**INSTRUCTIONS TO FOLLOW:**
Retype the entire centrifugal ventilator fan text word for word.

Centrifugal ventilator fan

A centrifugal ventilator fan having a base plate with an axis of rotation, an inlet ring having an opening therethrough and a plurality of generally flat blades, each having first and second side edges, a leading edge and a trailing edge is provided. Each blade is connected to the base plate along the first side edge, and is connected to the inlet ring along the second side edge. The blades are radially spaced about the axis of rotation and are backwardly inclined with respect to a direction of rotation of the fan. A portion of each blade adjacent to the leading edge has a radius of curvature such that the blade portion adjacent to the leading edge extends generally inwardly towards the axis of rotation to reduce noise generated by the ventilator fan.

FIELD OF THE INVENTION 
The present invention relates to ventilator fan devices, and more 
particularly, to centrifugal ventilator exhaust fans. 
BACKGROUND OF THE INVENTION 
Exhaust ventilators with centrifugal fan blades are generally known in the 
art. Typically, these fans operate at low static pressure, with air 
entering axially through an inlet and being discharge radially through 
openings in the ventilator housing. One problem with the known ventilator 
fan designs is that the fans often produce a high noise level based on the 
turbulence created by turning the air flow from the axial inlet to the 
radial direction for discharge. While certain tradeoffs based on the speed 
of the fan, the fan size and the required volumetric air flow are 
expected, there has been a constant need to reduce the noise produced by 
such ventilator fans without significantly sacrificing fan performance.

**Region labeling items:**
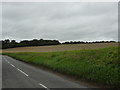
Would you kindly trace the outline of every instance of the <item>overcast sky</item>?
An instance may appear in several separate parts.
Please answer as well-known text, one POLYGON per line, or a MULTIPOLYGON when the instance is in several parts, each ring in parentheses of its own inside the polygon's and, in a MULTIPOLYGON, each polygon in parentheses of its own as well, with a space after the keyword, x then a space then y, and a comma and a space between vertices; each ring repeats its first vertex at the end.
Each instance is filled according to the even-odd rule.
POLYGON ((2 4, 2 39, 96 41, 118 39, 118 3, 2 4))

**ANSWER IN FULL:**
Centrifugal ventilator fan

A centrifugal ventilator fan having a base plate with an axis of rotation, an inlet ring having an opening therethrough and a plurality of generally flat blades, each having first and second side edges, a leading edge and a trailing edge is provided. Each blade is connected to the base plate along the first side edge, and is connected to the inlet ring along the second side edge. The blades are radially spaced about the axis of rotation and are backwardly inclined with respect to a direction of rotation of the fan. A portion of each blade adjacent to the leading edge has a radius of curvature such that the blade portion adjacent to the leading edge extends generally inwardly towards the axis of rotation to reduce noise generated by the ventilator fan.

FIELD OF THE INVENTION 
The present invention relates to ventilator fan devices, and more 
particularly, to centrifugal ventilator exhaust fans. 
BACKGROUND OF THE INVENTION 
Exhaust ventilators with centrifugal fan blades are generally known in the 
art. Typically, these fans operate at low static pressure, with air 
entering axially through an inlet and being discharge radially through 
openings in the ventilator housing. One problem with the known ventilator 
fan designs is that the fans often produce a high noise level based on the 
turbulence created by turning the air flow from the axial inlet to the 
radial direction for discharge. While certain tradeoffs based on the speed 
of the fan, the fan size and the required volumetric air flow are 
expected, there has been a constant need to reduce the noise produced by 
such ventilator fans without significantly sacrificing fan performance.